WORK TO DO: Please copy the data below character for character, starting with the line that contains "guitar body, each" and going on through the line that contains "[(128, 503)]".

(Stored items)
__________
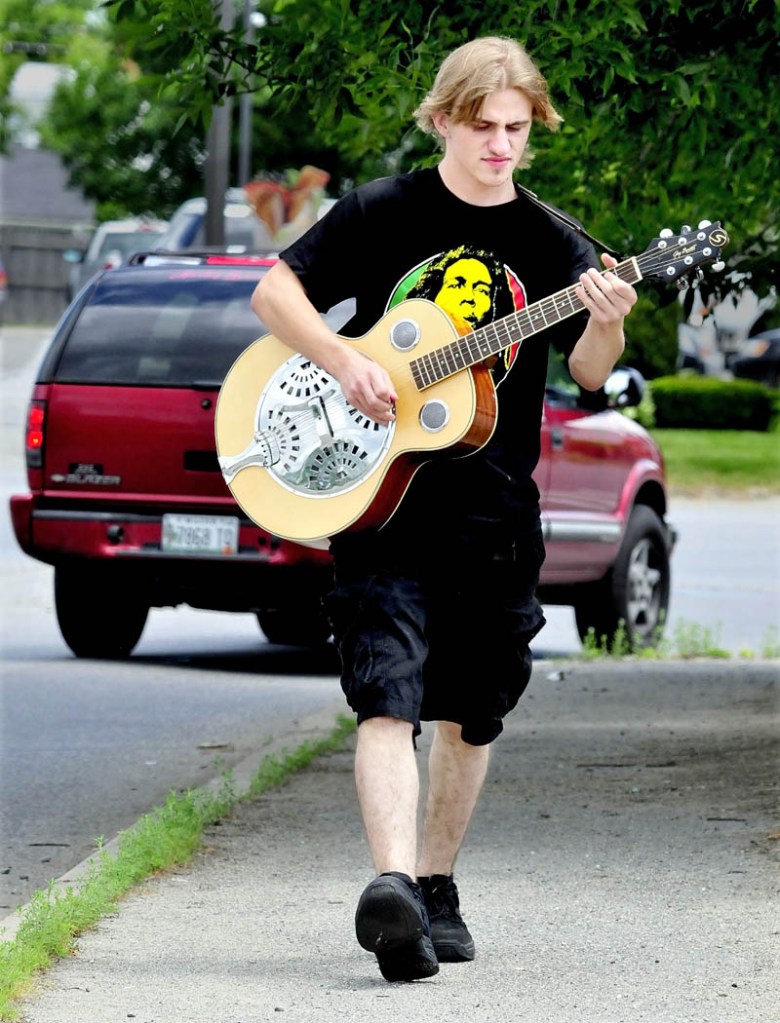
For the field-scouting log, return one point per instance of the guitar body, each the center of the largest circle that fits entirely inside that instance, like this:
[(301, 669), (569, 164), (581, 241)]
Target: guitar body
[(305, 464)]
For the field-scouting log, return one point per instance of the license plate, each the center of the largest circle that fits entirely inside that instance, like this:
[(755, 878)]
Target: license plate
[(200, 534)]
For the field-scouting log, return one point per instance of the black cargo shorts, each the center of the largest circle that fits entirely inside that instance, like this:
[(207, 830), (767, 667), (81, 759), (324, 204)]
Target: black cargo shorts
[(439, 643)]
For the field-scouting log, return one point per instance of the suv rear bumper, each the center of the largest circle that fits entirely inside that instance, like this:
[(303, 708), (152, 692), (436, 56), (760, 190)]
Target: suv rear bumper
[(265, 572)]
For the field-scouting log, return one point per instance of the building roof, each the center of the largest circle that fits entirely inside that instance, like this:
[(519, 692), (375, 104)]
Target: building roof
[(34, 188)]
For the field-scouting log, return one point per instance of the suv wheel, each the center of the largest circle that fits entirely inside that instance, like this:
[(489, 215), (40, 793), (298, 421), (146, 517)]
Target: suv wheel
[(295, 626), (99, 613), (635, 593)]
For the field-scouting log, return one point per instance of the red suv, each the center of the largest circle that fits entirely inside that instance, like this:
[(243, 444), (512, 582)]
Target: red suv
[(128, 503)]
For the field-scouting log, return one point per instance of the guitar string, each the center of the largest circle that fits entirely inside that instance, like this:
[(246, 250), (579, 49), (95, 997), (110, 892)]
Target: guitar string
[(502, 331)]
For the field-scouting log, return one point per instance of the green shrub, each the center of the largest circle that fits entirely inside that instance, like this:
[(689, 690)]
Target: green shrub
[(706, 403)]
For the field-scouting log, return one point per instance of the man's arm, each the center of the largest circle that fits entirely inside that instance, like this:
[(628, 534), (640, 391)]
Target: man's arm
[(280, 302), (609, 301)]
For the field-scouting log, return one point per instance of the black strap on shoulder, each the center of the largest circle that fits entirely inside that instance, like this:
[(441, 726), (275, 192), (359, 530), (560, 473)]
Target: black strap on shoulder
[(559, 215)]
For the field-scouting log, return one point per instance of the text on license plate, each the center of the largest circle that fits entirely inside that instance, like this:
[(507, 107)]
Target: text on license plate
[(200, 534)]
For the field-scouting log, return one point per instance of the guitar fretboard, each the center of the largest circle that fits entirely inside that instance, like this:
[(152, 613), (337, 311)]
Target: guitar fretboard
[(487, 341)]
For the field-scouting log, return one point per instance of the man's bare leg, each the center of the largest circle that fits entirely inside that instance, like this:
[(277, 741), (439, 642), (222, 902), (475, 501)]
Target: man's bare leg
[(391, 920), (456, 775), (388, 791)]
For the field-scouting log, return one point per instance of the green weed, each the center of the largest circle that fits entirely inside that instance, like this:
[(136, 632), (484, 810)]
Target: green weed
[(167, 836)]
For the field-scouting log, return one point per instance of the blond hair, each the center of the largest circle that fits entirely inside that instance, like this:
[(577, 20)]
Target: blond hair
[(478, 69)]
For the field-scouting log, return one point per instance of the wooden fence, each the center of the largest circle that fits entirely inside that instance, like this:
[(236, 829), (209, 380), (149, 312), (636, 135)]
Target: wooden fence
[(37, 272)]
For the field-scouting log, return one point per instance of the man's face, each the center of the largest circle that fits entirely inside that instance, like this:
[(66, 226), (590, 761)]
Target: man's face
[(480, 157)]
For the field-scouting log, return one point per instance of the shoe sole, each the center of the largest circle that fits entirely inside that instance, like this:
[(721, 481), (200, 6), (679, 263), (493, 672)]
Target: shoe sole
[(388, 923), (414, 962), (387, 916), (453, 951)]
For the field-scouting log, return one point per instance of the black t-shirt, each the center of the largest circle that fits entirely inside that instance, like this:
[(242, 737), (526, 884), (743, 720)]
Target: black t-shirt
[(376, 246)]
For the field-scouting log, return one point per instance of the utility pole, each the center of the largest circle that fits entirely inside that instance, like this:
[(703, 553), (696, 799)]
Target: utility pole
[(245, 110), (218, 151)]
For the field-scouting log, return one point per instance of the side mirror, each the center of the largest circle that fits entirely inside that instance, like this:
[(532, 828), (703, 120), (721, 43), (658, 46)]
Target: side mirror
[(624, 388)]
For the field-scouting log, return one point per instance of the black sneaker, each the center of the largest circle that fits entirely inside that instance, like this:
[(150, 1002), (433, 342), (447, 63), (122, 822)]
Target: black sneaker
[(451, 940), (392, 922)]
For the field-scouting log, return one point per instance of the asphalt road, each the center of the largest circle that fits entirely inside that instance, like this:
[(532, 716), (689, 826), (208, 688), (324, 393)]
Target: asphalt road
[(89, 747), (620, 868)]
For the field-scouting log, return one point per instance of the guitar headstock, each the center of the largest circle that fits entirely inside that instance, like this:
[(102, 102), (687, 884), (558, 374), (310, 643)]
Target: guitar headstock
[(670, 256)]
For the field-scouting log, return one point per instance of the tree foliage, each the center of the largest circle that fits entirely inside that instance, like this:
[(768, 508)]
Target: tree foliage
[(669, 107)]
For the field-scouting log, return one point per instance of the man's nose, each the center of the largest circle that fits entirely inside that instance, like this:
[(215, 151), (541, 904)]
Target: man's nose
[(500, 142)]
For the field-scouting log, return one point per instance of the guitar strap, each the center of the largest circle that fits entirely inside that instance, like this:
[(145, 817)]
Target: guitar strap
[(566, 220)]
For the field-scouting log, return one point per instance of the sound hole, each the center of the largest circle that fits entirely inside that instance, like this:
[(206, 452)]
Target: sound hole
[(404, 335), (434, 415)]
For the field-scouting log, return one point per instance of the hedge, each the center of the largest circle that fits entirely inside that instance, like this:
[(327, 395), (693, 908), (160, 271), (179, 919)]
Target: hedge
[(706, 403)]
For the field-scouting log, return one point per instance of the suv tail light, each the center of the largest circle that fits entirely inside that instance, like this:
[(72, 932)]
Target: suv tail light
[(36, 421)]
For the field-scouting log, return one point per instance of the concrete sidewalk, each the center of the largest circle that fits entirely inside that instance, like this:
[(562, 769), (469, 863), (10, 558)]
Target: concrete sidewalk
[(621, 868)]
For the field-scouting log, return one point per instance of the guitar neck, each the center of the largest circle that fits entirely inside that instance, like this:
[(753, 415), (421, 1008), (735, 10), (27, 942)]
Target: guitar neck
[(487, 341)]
__________
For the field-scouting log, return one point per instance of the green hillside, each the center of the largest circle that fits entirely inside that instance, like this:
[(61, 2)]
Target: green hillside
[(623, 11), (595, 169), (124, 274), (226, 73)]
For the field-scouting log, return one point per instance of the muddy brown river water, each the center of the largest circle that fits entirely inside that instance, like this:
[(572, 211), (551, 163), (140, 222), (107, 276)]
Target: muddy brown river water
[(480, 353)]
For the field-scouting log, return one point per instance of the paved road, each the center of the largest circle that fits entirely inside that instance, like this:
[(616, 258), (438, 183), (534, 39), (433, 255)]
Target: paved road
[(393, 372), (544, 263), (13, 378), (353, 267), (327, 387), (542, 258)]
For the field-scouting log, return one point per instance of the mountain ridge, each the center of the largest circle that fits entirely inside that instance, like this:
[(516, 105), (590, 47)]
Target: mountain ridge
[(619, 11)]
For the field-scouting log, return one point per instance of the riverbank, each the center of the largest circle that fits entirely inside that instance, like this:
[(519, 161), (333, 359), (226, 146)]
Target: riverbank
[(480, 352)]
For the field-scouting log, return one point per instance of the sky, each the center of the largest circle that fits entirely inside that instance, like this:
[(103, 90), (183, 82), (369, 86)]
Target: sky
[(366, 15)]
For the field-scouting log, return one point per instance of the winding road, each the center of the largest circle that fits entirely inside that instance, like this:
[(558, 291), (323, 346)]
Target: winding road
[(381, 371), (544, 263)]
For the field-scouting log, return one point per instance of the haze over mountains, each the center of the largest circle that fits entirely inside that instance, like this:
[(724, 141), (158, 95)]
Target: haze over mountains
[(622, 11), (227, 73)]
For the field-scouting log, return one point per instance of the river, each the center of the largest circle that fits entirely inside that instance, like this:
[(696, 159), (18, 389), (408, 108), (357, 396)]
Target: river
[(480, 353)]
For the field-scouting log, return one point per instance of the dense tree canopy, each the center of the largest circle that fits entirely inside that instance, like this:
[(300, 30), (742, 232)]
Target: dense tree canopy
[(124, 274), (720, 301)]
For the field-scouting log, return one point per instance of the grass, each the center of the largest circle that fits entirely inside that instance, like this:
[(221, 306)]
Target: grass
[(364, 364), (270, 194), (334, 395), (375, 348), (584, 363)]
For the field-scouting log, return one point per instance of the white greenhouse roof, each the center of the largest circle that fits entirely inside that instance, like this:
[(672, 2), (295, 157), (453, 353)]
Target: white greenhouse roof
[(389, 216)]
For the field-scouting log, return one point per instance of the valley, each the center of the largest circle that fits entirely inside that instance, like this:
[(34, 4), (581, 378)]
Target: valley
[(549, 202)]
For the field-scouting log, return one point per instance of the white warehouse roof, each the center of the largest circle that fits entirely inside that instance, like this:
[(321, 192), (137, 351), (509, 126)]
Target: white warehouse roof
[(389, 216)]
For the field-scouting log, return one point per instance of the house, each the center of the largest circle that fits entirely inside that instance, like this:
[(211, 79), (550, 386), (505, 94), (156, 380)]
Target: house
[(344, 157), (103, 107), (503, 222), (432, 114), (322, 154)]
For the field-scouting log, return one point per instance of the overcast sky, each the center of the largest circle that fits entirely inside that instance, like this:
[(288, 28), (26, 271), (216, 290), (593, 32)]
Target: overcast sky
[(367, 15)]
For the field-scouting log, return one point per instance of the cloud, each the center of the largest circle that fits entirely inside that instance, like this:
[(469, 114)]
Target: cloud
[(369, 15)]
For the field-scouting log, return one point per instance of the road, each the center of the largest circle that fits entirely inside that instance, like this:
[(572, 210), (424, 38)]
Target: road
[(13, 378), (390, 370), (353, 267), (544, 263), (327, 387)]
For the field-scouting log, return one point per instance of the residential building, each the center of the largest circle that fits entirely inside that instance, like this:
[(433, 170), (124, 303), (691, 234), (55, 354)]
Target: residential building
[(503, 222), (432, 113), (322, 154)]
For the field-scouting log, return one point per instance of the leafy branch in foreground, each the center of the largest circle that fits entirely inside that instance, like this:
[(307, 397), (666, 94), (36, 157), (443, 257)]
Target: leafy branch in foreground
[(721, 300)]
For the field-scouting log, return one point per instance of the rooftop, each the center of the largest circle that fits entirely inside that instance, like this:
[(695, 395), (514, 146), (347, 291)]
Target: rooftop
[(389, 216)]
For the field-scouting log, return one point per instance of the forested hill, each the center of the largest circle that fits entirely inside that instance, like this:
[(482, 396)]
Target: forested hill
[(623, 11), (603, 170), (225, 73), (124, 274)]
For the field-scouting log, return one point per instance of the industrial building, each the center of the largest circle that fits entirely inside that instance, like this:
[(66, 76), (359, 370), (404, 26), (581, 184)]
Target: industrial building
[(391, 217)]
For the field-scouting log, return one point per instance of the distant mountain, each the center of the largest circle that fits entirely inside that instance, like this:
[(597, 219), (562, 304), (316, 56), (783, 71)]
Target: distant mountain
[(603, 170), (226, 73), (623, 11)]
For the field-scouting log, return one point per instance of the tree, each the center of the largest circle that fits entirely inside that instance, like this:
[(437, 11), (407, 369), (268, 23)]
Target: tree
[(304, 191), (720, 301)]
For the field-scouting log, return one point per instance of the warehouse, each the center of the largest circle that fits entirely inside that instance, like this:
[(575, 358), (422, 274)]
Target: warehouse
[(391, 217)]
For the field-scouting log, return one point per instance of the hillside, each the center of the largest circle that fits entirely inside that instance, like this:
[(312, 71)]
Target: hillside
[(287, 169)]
__________
EXERCISE SOLUTION:
For the field-scouting log, return one point per instance of the guitar body, each the center of the largest circle that fits entirely inside that instance, like this:
[(301, 669), (569, 164), (581, 241)]
Target: guitar body
[(305, 464)]
For the field-scouting log, return one point per instance of the license plate, each the center of the largest circle that fits entirely inside that instance, like this:
[(755, 878)]
Target: license plate
[(200, 534)]
For the field-scouting log, return one point per instance of the black cargo shorts, each the center of the largest circle that fits entirely inside that instance, like this:
[(207, 830), (767, 667), (81, 759), (324, 204)]
Target: black cargo shorts
[(439, 643)]
For the field-scouting log, return one point per instance of the suv rear bumper, each the center of the largest circle that fits entirely inside that instance, like this:
[(303, 708), (152, 692), (436, 56), (760, 190)]
Target: suv rear bumper
[(265, 572)]
For the field-scouting log, return one point per instance of the building roof, each the center of the largest circle that fits entirely inside that instance, like this:
[(519, 692), (375, 104)]
Target: building roof
[(34, 188)]
For the field-scouting log, return one point per instance of the suv wheel, each the center of the largest circle that fits entirely inside that instance, like this:
[(489, 215), (40, 793), (298, 421), (146, 517)]
Target: suv wheel
[(295, 626), (99, 613), (635, 593)]
For the field-scouting log, return one point per instance of the red suv, each the center of the largest circle that fits entirely inside that instance, like this:
[(243, 444), (512, 582)]
Target: red suv
[(128, 503)]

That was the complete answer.